EXERCISE OBJECTIVE
From the first line to the last, give the records again exactly.

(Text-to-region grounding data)
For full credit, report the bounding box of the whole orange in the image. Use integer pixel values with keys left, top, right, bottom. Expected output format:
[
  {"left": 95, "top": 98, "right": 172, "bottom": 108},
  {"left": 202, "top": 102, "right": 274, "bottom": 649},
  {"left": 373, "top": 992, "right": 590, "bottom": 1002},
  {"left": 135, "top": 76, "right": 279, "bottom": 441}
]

SOLVED PROBLEM
For full credit, report the bounding box of the whole orange in the image. Use integer pixel values with keys left, top, right, bottom. Expected output format:
[
  {"left": 95, "top": 98, "right": 172, "bottom": 108},
  {"left": 202, "top": 102, "right": 274, "bottom": 649},
  {"left": 373, "top": 992, "right": 590, "bottom": 1002},
  {"left": 135, "top": 76, "right": 279, "bottom": 441}
]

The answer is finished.